Check each line of the entries for "blonde" and report the ones that have it.

Natural language region descriptions
::::::::::

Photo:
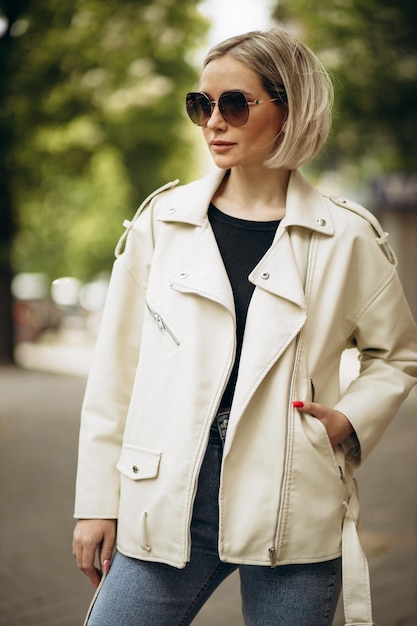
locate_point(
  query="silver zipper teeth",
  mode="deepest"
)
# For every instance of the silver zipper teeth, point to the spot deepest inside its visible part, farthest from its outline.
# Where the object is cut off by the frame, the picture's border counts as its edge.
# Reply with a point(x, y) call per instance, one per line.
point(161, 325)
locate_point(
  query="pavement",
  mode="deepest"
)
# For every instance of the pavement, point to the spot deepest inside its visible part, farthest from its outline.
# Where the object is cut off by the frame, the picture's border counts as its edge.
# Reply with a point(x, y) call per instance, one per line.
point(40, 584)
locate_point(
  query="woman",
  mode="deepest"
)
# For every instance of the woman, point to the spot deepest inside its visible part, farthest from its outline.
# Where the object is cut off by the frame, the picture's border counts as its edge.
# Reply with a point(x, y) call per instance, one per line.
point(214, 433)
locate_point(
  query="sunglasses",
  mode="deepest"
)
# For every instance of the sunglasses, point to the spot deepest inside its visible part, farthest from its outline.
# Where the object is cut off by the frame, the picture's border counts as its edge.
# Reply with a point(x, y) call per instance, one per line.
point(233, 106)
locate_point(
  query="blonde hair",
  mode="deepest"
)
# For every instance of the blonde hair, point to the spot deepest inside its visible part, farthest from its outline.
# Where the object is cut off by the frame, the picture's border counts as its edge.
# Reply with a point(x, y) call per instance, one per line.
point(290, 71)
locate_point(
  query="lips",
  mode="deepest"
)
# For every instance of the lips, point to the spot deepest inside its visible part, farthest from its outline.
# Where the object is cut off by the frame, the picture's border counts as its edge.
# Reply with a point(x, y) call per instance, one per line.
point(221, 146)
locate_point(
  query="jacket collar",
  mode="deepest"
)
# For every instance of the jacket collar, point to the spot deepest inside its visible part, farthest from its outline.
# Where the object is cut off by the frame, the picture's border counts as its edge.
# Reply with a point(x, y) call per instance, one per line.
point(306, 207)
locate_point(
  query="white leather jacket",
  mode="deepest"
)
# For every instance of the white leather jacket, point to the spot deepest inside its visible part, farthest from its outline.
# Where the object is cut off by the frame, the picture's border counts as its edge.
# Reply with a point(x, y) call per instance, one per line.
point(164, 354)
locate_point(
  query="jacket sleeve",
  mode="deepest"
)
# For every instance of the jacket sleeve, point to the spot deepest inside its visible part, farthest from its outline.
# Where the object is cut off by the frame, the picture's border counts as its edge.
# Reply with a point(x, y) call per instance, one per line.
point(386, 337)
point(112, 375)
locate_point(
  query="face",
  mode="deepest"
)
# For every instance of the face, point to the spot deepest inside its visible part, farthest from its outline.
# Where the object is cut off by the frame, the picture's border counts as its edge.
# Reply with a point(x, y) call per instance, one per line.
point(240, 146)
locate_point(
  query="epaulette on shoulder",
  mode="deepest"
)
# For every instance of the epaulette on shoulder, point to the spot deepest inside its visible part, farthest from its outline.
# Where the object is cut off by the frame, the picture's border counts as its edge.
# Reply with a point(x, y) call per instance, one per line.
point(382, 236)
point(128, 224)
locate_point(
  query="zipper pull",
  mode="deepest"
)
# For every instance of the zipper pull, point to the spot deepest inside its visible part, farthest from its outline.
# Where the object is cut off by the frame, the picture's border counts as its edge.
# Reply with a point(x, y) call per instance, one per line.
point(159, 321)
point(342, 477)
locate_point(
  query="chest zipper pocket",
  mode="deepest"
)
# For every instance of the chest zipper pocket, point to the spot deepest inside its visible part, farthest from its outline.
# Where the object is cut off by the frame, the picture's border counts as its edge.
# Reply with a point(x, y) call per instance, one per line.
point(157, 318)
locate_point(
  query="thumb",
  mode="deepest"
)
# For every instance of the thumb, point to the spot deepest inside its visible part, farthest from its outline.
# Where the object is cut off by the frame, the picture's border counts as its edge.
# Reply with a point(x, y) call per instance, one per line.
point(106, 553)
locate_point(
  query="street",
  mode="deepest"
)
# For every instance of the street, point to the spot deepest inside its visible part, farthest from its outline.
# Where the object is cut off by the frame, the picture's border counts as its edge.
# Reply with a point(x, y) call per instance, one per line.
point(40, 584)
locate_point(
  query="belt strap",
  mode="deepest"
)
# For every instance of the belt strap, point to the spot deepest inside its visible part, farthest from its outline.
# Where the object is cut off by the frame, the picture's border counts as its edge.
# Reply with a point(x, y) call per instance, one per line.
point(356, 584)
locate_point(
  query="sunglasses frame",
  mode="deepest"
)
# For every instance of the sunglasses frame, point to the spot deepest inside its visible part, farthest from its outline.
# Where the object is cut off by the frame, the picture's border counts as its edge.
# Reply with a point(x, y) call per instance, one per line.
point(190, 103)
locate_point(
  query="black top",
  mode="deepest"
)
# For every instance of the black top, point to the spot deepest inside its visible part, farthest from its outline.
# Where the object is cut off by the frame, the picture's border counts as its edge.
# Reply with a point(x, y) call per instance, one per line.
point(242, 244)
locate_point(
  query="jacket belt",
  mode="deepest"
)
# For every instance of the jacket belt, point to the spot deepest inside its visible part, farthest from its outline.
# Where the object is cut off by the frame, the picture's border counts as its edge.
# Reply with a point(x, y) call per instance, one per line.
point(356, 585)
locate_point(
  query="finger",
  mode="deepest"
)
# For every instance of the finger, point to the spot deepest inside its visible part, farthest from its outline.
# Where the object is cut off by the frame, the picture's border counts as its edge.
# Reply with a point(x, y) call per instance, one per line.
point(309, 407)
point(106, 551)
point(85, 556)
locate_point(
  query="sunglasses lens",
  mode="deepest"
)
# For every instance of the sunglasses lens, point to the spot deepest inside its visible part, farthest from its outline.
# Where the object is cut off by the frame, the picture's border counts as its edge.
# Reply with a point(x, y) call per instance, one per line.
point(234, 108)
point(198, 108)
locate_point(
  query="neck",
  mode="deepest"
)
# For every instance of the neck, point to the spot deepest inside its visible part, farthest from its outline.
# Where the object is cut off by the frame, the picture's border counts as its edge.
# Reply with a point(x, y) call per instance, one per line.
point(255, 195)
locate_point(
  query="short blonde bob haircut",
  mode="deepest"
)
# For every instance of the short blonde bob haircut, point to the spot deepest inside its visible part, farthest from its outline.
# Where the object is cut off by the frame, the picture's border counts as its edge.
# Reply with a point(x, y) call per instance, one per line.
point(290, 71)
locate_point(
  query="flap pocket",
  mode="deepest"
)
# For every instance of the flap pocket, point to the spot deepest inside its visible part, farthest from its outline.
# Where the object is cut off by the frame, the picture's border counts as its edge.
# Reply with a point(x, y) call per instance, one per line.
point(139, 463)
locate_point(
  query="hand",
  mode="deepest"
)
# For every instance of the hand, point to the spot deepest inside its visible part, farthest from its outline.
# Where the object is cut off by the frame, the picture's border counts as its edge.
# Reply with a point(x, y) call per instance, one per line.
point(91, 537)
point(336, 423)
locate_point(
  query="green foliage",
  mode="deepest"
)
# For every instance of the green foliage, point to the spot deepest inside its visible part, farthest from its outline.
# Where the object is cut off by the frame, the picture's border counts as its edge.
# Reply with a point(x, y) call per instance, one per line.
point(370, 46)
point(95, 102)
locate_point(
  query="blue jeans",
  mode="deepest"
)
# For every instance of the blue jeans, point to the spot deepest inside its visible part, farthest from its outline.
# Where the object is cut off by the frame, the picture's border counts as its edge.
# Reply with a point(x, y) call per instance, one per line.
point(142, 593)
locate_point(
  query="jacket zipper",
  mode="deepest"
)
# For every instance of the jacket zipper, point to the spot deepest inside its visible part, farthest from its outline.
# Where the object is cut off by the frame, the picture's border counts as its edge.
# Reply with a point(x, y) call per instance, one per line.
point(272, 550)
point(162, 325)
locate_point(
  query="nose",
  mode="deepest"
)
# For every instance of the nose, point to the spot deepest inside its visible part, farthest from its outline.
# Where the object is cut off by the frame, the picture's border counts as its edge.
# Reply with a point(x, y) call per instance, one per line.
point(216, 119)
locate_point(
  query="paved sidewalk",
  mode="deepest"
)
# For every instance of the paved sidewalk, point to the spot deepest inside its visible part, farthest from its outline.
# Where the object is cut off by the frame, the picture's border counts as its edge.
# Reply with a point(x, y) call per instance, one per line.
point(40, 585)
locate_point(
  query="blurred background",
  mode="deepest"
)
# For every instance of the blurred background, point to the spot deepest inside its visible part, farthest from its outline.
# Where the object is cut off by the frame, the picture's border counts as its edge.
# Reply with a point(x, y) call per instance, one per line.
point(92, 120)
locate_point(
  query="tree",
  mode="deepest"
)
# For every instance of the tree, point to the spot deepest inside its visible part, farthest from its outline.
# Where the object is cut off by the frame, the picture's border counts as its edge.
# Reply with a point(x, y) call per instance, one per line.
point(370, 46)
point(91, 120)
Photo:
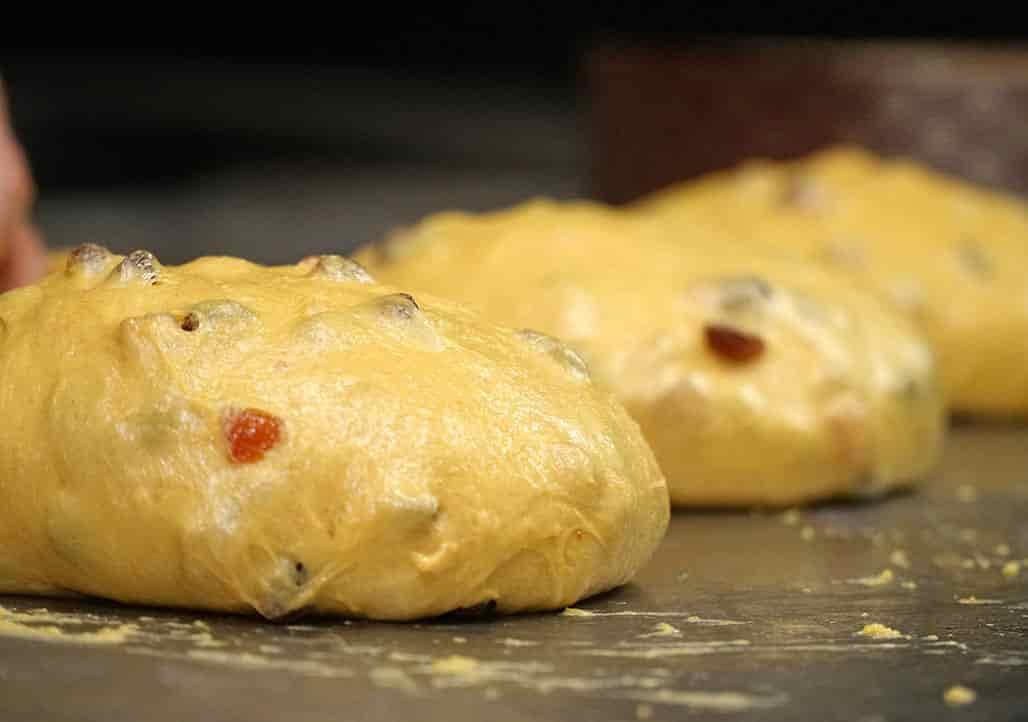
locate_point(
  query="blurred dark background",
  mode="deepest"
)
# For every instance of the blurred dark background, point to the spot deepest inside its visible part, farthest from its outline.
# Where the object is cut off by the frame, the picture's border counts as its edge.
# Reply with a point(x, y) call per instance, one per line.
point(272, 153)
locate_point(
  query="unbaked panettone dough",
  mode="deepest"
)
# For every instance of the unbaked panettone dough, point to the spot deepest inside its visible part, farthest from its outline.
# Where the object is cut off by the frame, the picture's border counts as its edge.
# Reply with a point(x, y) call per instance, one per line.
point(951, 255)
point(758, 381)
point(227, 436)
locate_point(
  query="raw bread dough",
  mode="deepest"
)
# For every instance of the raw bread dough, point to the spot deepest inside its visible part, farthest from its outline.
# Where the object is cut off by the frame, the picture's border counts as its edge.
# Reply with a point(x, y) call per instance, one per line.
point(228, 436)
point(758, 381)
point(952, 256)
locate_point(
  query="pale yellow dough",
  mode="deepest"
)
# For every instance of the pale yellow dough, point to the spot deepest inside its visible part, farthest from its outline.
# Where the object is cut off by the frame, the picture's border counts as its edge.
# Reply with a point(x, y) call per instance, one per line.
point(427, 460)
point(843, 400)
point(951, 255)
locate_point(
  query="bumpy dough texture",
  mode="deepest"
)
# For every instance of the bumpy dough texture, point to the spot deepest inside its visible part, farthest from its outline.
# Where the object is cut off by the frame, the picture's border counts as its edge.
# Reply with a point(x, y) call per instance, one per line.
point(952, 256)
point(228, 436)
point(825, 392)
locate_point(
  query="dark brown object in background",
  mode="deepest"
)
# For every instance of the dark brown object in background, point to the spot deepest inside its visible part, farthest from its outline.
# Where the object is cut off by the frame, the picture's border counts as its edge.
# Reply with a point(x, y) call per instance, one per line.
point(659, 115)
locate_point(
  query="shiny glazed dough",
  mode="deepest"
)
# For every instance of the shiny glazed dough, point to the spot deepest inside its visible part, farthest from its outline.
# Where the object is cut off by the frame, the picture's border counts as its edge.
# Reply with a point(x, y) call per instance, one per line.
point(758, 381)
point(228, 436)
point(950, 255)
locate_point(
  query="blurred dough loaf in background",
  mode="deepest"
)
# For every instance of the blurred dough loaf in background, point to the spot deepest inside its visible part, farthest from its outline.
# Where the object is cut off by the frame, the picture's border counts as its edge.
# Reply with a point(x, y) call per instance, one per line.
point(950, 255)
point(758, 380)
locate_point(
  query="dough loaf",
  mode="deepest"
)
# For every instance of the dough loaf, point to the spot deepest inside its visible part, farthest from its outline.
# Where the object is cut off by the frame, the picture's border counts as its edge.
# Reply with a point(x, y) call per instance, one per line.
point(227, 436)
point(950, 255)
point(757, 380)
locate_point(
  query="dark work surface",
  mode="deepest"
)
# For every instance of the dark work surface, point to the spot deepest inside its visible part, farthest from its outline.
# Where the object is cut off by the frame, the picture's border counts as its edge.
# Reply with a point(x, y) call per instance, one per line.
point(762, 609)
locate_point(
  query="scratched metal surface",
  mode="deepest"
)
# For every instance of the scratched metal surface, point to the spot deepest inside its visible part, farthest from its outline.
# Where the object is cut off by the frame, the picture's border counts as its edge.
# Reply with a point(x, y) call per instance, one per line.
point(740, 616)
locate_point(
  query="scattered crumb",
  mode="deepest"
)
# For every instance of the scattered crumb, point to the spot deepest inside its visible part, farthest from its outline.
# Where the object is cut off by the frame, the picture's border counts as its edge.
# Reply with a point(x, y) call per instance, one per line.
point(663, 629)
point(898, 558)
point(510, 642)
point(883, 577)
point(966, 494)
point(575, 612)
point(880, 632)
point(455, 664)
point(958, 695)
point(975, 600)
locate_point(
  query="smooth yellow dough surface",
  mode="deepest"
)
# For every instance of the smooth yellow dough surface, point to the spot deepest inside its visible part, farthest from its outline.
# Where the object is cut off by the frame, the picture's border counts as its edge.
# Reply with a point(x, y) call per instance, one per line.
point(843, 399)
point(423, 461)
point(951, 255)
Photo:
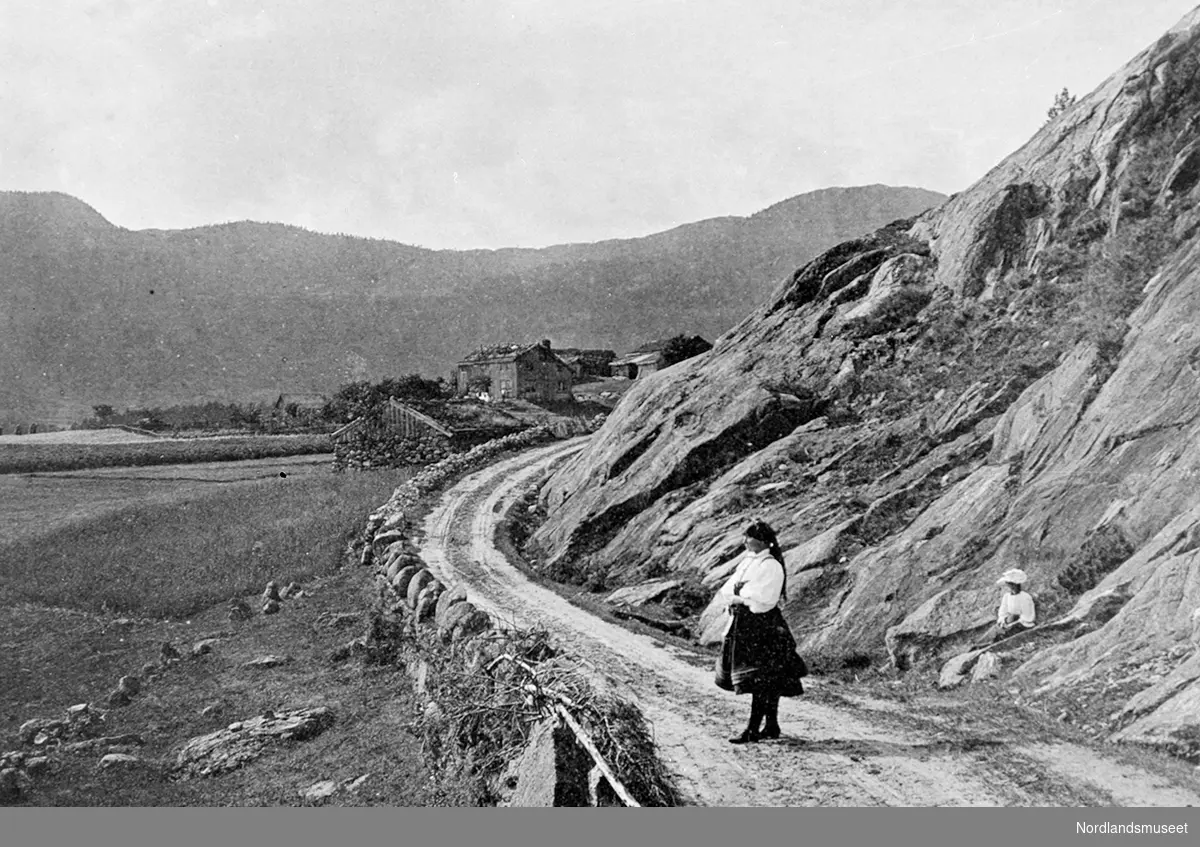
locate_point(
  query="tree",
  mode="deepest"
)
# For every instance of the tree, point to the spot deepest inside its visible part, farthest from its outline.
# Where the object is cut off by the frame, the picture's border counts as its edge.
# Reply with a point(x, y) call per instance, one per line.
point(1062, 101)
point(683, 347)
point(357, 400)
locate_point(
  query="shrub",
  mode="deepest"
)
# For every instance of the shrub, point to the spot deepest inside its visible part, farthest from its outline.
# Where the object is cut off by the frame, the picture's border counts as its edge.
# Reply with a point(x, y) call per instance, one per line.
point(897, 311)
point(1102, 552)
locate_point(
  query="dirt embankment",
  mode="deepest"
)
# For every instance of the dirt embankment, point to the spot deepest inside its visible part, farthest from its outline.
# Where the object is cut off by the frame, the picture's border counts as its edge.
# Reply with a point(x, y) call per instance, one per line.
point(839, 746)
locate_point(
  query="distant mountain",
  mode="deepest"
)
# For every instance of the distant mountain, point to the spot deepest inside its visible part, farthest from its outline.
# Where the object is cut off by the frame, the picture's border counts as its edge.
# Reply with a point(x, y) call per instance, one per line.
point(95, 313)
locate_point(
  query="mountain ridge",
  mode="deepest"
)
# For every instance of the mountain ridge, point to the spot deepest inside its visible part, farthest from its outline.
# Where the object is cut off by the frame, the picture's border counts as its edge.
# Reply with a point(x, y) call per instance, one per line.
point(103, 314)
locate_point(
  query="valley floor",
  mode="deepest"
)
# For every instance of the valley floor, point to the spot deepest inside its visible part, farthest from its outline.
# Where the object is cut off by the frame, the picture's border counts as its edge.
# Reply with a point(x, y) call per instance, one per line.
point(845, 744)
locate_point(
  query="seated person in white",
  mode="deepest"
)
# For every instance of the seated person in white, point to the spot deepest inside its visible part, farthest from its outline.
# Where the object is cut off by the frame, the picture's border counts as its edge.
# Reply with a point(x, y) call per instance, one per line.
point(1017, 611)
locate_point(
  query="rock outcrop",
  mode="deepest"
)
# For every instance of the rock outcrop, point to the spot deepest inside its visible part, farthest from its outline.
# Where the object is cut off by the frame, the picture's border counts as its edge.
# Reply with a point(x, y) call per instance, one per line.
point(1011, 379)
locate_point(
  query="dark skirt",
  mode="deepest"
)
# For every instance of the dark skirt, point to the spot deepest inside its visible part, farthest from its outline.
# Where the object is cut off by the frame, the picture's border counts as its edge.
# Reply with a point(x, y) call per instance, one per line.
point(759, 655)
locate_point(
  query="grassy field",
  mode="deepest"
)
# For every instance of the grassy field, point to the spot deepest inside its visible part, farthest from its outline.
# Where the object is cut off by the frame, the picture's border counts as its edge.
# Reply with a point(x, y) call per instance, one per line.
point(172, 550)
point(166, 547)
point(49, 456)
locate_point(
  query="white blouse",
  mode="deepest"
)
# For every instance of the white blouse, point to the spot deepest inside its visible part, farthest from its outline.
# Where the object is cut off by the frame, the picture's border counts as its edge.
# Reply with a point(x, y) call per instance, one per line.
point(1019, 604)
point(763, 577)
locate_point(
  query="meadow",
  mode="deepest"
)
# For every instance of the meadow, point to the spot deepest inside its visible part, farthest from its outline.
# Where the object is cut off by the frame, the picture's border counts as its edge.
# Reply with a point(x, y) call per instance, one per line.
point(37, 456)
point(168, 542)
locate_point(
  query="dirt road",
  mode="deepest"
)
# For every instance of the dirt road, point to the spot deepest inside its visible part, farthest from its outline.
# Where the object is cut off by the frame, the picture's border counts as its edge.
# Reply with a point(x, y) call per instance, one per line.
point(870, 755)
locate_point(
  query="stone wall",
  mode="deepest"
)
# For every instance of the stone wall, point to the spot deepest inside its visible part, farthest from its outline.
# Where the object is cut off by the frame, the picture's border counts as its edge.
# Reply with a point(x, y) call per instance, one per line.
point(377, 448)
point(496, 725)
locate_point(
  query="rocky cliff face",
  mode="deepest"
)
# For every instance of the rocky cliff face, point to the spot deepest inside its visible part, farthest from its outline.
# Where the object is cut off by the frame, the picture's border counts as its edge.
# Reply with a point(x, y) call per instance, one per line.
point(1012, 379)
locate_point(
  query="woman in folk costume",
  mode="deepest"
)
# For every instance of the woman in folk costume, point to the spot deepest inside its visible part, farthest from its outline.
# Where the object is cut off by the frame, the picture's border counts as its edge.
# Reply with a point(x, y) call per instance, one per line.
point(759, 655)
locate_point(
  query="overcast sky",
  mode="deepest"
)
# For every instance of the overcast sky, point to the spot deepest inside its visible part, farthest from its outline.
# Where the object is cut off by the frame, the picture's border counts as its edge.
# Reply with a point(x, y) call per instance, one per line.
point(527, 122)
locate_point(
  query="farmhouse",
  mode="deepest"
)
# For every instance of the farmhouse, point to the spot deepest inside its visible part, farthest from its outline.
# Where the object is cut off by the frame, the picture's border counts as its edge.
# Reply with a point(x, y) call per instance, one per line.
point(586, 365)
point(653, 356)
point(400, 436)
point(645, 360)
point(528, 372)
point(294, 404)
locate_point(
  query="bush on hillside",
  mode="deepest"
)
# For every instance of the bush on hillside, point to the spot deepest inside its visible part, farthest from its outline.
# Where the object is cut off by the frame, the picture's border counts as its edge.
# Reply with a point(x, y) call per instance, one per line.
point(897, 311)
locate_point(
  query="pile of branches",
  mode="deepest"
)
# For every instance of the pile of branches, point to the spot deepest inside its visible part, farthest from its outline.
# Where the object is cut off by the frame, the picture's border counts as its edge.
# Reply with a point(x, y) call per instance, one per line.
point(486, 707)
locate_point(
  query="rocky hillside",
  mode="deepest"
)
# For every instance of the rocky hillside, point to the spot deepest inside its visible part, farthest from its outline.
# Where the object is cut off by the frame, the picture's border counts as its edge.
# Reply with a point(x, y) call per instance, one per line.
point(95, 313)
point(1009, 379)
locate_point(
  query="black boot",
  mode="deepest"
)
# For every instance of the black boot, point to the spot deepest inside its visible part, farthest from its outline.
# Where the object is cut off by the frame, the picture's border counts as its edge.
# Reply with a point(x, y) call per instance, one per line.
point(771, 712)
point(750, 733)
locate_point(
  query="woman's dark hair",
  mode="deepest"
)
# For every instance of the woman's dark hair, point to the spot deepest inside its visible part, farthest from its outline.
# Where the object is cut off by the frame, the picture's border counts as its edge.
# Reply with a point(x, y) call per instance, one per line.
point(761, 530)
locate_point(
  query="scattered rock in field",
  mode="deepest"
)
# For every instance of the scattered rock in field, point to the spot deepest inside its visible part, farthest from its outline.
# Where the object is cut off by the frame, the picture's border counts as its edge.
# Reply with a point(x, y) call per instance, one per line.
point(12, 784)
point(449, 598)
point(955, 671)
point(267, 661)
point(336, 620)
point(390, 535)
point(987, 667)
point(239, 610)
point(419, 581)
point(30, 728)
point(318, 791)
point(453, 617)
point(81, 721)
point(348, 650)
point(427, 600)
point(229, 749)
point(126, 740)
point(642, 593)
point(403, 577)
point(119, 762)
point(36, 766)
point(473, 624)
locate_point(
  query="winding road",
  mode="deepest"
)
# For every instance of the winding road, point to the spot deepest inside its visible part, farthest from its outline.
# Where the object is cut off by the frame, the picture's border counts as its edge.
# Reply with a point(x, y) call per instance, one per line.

::::::::::

> **YOUR SOLUTION**:
  query="blonde hair",
# For every instance of the blonde hair, point to the spot deepest inside its visible part, farthest from its outline.
  query="short blonde bob haircut",
# For every instance of the short blonde bob haircut, point to the spot deepest inside its visible part, farthest from its outline.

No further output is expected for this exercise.